Unbearable!! Thank you, Chips!!
President Obama is just good inside. He is our rock and our flame.
“He is our rock and our flame.” Ladyhawke, so profound. So profound. Thank you for reminding us.
I am so grateful that President Obama has another set of loving arms to help him comfort our fellow citizens.
(((((((Thank you, our beautiful First Lady))))))))()
You captured the essence of the man.
Congrats Allison.
Wow. Hauntingly dignified.
Wow. The last lady hugging POTUS, her back towards the camera almost looked like former rep Gabby Gifford.
I feel for all those families and I fear for Us in USA.
I have no words…..too painful.
My heart and prayers goes out to all the families going through this senseless tragedy.
This has to stop!
“This has to stop”
Yes, the senseless violence must stop!
YES. IT DOES!
The images say it all.
They sure do. Chips thanks for all of the images.
A pleasure COS, thank you.
Those who remain and grieve must honor the lost with acts worthy of their sacrifice
PBO comforts the family of the victims…indeed he comforts the nation….who comforts him
I know FLOTUS does – but man, sometimes POTUS looks so alone and so vulnerable (even as he tries to maintain a strong shoulder for us all to cry on).
yes
For starters: FLOTUS, Malia, Sasha. Thank goodness he has them.
yes
Don’t forget First Grandmother. She appears really fond of her son-n-law.

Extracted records
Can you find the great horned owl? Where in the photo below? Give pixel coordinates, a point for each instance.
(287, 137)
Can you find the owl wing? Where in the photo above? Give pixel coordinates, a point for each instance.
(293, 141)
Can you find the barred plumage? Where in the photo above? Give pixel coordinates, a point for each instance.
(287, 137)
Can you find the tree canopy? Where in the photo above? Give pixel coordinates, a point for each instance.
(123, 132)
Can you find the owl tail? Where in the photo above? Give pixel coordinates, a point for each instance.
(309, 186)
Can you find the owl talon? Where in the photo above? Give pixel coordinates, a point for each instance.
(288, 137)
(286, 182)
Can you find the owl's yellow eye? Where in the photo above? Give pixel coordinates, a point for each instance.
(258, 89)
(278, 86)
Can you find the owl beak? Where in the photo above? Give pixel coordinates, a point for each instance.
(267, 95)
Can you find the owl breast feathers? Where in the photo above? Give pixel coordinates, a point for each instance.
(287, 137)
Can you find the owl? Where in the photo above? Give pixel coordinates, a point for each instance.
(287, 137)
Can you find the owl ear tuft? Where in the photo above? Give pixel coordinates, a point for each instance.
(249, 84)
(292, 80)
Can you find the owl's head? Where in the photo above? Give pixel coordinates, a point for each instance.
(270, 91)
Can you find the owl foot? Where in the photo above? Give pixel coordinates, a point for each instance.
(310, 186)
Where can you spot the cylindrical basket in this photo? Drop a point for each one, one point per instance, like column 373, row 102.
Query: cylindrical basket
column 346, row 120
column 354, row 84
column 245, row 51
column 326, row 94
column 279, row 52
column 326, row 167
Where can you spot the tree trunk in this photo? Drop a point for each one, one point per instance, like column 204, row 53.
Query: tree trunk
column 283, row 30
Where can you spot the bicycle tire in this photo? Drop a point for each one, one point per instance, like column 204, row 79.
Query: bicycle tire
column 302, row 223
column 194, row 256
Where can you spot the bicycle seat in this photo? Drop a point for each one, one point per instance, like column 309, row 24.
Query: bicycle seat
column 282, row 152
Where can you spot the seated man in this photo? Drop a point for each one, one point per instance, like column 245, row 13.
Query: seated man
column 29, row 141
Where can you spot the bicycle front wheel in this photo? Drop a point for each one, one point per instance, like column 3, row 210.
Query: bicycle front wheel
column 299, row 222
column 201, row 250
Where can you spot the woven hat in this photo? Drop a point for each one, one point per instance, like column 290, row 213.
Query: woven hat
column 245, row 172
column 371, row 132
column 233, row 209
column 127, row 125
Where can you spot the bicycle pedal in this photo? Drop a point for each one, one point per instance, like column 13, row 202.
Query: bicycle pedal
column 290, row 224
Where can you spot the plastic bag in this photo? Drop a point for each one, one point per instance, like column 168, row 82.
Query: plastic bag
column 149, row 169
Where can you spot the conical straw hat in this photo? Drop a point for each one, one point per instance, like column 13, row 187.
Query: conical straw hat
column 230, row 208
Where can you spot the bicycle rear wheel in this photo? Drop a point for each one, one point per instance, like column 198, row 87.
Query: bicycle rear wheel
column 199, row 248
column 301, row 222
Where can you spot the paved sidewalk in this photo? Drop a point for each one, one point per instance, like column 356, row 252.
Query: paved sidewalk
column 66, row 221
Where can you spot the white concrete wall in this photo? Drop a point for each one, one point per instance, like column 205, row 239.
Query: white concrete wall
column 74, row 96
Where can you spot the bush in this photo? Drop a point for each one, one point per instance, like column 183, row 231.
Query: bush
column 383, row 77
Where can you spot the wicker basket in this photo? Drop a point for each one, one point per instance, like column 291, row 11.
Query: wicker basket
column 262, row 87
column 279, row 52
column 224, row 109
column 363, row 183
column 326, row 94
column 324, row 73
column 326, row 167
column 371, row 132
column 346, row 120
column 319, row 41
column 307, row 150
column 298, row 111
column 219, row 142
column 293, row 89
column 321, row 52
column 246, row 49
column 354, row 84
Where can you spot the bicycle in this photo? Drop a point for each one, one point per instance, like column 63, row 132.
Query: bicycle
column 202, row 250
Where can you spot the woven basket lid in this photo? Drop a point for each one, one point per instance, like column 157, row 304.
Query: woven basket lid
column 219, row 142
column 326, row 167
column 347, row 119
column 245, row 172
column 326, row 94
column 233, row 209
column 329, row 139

■ Task instructions
1. Give every distinct name or abbreviation that the comment thread uses for the President.
2. Reproduce the comment thread word for word, beginning at "Unbearable!! Thank you, Chips!!" and ending at "has to stop!".
The extracted records aren't needed for anything here.

■ In response
1. President Obama, POTUS, PBO

2.
Unbearable!! Thank you, Chips!!
President Obama is just good inside. He is our rock and our flame.
“He is our rock and our flame.” Ladyhawke, so profound. So profound. Thank you for reminding us.
I am so grateful that President Obama has another set of loving arms to help him comfort our fellow citizens.
(((((((Thank you, our beautiful First Lady))))))))()
You captured the essence of the man.
Congrats Allison.
Wow. Hauntingly dignified.
Wow. The last lady hugging POTUS, her back towards the camera almost looked like former rep Gabby Gifford.
I feel for all those families and I fear for Us in USA.
I have no words…..too painful.
My heart and prayers goes out to all the families going through this senseless tragedy.
This has to stop!